(Dataset entries)
-=-=-

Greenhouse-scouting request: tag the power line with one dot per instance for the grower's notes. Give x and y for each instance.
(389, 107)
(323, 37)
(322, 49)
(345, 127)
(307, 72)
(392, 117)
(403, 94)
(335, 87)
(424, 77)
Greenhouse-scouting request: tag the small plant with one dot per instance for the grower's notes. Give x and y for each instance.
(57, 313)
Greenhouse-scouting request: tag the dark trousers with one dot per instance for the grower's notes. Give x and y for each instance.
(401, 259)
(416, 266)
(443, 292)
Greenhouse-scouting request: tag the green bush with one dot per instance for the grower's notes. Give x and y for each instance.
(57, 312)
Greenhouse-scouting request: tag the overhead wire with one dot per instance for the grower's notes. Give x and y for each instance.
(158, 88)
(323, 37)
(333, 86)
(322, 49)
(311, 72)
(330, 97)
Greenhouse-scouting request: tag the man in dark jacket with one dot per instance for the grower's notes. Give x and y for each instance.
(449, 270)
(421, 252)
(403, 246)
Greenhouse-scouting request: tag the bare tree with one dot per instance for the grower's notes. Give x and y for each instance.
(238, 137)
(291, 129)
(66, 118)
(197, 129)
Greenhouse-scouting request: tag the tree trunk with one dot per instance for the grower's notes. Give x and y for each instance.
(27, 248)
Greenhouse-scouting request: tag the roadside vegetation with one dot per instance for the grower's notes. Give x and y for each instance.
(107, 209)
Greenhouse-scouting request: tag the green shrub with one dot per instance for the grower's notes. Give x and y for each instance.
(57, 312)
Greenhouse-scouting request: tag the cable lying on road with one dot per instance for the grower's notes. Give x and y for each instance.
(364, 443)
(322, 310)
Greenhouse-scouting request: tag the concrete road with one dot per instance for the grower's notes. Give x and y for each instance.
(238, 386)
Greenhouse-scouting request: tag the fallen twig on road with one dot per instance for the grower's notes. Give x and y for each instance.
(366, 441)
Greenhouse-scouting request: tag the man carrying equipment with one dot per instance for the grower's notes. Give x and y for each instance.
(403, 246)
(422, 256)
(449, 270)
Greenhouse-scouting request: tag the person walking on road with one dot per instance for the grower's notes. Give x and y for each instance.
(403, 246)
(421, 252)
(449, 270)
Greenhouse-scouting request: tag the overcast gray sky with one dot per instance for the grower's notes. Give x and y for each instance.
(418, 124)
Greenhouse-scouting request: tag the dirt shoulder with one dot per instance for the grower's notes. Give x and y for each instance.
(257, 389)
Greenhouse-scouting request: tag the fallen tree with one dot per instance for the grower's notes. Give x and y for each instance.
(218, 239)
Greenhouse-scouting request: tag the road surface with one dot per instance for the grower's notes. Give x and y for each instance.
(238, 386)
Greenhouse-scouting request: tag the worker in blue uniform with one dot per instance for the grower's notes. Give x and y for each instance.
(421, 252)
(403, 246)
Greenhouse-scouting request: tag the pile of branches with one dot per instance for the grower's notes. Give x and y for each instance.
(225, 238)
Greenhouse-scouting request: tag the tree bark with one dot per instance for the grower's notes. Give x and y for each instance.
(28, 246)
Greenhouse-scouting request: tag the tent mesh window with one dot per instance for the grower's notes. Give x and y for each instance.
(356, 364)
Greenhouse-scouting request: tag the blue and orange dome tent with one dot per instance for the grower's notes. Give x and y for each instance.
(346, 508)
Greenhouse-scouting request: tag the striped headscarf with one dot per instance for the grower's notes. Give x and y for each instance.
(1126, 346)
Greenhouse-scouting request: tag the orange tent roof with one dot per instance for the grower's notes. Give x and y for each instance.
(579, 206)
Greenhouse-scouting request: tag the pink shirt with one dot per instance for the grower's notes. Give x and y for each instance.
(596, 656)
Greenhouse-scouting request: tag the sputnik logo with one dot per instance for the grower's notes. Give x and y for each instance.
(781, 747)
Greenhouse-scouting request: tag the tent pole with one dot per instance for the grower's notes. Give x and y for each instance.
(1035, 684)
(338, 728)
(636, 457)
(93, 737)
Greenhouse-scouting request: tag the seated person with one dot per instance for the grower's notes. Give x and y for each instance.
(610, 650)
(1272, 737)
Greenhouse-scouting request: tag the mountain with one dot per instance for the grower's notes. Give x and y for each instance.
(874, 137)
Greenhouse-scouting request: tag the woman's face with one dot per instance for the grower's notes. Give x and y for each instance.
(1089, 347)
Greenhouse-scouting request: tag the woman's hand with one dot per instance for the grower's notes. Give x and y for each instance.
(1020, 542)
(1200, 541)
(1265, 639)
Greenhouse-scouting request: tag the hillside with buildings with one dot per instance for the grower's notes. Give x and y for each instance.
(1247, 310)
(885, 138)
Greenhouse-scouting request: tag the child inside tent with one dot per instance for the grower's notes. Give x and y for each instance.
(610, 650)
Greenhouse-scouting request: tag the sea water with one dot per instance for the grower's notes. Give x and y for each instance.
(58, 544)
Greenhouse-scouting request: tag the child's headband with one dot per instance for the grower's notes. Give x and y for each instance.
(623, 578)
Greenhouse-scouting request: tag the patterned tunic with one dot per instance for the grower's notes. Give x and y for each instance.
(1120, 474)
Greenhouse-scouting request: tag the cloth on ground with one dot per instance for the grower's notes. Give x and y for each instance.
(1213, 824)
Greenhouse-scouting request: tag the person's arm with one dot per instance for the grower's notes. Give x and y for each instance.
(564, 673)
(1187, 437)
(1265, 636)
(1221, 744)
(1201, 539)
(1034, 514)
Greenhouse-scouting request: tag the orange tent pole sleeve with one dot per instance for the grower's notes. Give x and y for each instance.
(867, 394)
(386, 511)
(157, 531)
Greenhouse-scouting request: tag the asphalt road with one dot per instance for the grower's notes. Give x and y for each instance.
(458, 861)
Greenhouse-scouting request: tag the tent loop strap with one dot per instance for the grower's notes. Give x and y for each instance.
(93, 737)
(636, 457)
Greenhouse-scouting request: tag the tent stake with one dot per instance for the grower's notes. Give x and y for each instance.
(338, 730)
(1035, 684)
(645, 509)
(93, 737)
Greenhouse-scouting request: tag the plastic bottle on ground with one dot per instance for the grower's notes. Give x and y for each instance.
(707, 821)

-=-=-

▶ [What the task asks]: Copy out every one of the records above word for word, changing nothing.

▶ [Full output]:
Greenhouse-scouting request: tag the power line with one dot per instance for the grower's notes. Give x and y for each instance.
(389, 107)
(323, 37)
(322, 49)
(345, 127)
(307, 72)
(392, 117)
(403, 94)
(335, 87)
(424, 77)
Greenhouse-scouting request: tag the small plant with one dot per instance for the grower's notes. Give x and y for each instance.
(57, 313)
Greenhouse-scouting request: tag the dark trousers with one dot per instance for the grower's notes. Give x and y for each instance.
(401, 259)
(416, 266)
(443, 292)
Greenhouse-scouting request: tag the green bush with one dot per instance for the grower's notes. Give x and y for each instance.
(57, 312)
Greenhouse-scouting request: tag the overhead wire with one dot per instance for the grower's notes. Give x and y for each instance.
(158, 88)
(323, 37)
(333, 86)
(322, 49)
(311, 72)
(330, 97)
Greenhouse-scouting request: tag the man in dark jacket with one dot per instance for the grower's notes. Give x and y for each instance.
(449, 270)
(421, 252)
(403, 246)
Greenhouse-scouting request: tag the bare tree with one dot per instance for the grower's notes. Give x and y for each instance.
(238, 137)
(291, 129)
(66, 118)
(197, 129)
Greenhouse-scouting request: tag the tree trunk with one dot per instance for the grower's notes. Give x and y for each instance.
(27, 248)
Greenhouse-scouting request: tag the roadside vegetation with one dot per instance for the grower's notes. Give x and y for each instance.
(107, 209)
Greenhouse-scouting request: tag the green shrub with one dot per instance for the grower's notes. Give x and y for each instance.
(57, 312)
Greenhouse-scouting request: tag the cable lying on road with one dot per instance for the grower's notes. Give x and y for each instance.
(364, 443)
(322, 310)
Greenhouse-scouting request: tag the concrete road with one dot per instance for the grower's notes. Give x and y for each instance.
(238, 386)
Greenhouse-scouting request: tag the fallen twig on road with one dot per instance for the grower's notes. Give x and y for each instance.
(366, 441)
Greenhouse-scouting request: tag the man carrying equipment with one dot per instance for the grower's notes. Give x and y for each instance.
(403, 246)
(422, 256)
(449, 270)
Greenhouse-scouting request: tag the person walking on road with one dot per instance for the grower's notes. Give x and y for each instance.
(403, 246)
(421, 252)
(449, 270)
Greenhouse-scouting request: tag the overcast gray sky with one dot per instance for the grower's notes. Give x and y for each instance.
(418, 124)
Greenhouse-scouting request: tag the dirt shoulder with one dot per instance for the grower's notes. Give x and y for each instance.
(257, 389)
Greenhouse-scouting request: tag the fallen tree with one dot per instance for the grower's notes. Give x and y for each instance.
(218, 239)
Greenhouse-scouting request: tag the road surface with one dot per instance for the grower's notes. Give x and y for each instance.
(238, 386)
Greenhouse-scouting request: tag the worker in blue uniform with one dot per instance for the grower's notes. Give x and y for each instance.
(421, 252)
(403, 246)
Greenhouse-scouting request: tag the pile of branches with one dot per instance for the grower's notes. Give x and y for each instance.
(225, 238)
Greenhouse-scouting request: tag the tree bark with one dot per instance for the grower's notes. Give x and y for each instance.
(28, 246)
Greenhouse-scouting request: tag the tent mesh window with one dot per instance for the grower's notes. Give x and y for each instance.
(356, 364)
Greenhouse-scouting request: tag the blue and orange dome tent with one dot per instance for the grower's notes. Give x and y for each instance.
(346, 508)
Greenhouse-scouting request: tag the striped headscarf with one dot per instance for the grower's notes. Give x and y for each instance.
(1126, 346)
Greenhouse-scouting request: tag the orange tent roof with one dot per instance for the grower's notes. Give x and y for each instance.
(579, 206)
Greenhouse-scouting request: tag the pink shirt with one dot per instance for the grower's notes. Give x and y for each instance.
(596, 656)
Greenhouse-scouting request: tag the sputnik logo with one dot per instance for the grower's notes. Give x and y for each instance.
(781, 747)
Greenhouse-scouting request: tag the tent pole with one dot per instance for the grower's notes. Give x and y for each instance.
(1035, 684)
(338, 728)
(636, 457)
(93, 737)
Greenhouse-scouting request: tag the seated person with one dot per instance for the grower's notes. Give x and y for each instance.
(610, 650)
(1272, 737)
Greenhouse-scouting request: tag the mountain with one dot per instance for the grower's notes. Give x and y for each instance.
(874, 137)
Greenhouse-scouting request: tag the woman's face with one dot per instance for the grower's notes. Give x and y for each instance.
(1089, 347)
Greenhouse-scouting request: tag the woman's hand with one dot per instance for the grower's notes. Give x and y for each instance.
(1020, 542)
(1200, 541)
(1265, 639)
Greenhouse-scouting request: tag the hillside with buildings with one dot per instance for the grower's notes. Give x and y for each instance.
(1247, 310)
(885, 138)
Greenhouse-scouting request: tag the child inside tent with one dot per instance for the grower's notes. Give x and y for each instance.
(610, 650)
Greenhouse-scouting request: tag the sea water with one dot per instance for the grower's notes. Give x and y for each instance.
(58, 544)
Greenhouse-scouting request: tag the child's headband with one dot per instance for the grower's notes. Give x and y for each instance.
(623, 578)
Greenhouse-scouting request: tag the patterned tunic with one dot per instance for the grower's notes. Give x and y for each instance.
(1120, 474)
Greenhouse-scouting request: tag the cloth on ground with one dot per instance for the grower's notes. Give x and y for each instance.
(1213, 824)
Greenhouse-scouting request: tag the person's arm with one dot per instance for the grower's notes. Give x and y for each instance.
(564, 673)
(1187, 437)
(1265, 636)
(1221, 744)
(1201, 539)
(1034, 514)
Greenhouse-scouting request: tag the orange tent pole sleeve with one dot per instance for the grower's notes. Give x and y for each instance.
(867, 394)
(386, 511)
(157, 531)
Greenhouse-scouting request: tag the asphalt road with one dot per instance for the grower's notes. Give x and y for each instance.
(458, 861)
Greenhouse-scouting request: tag the tent loop strap with one dot per instance for the grower's notes. Give x and y for each instance.
(93, 737)
(636, 457)
Greenhouse-scouting request: tag the tent stake with one dot per instance for the grower's notes. Give x and y for each instance.
(338, 730)
(1035, 684)
(645, 509)
(93, 737)
Greenhouse-scouting request: tag the plastic bottle on ground with one dot per instance for the grower's notes. Give x and y for each instance.
(707, 821)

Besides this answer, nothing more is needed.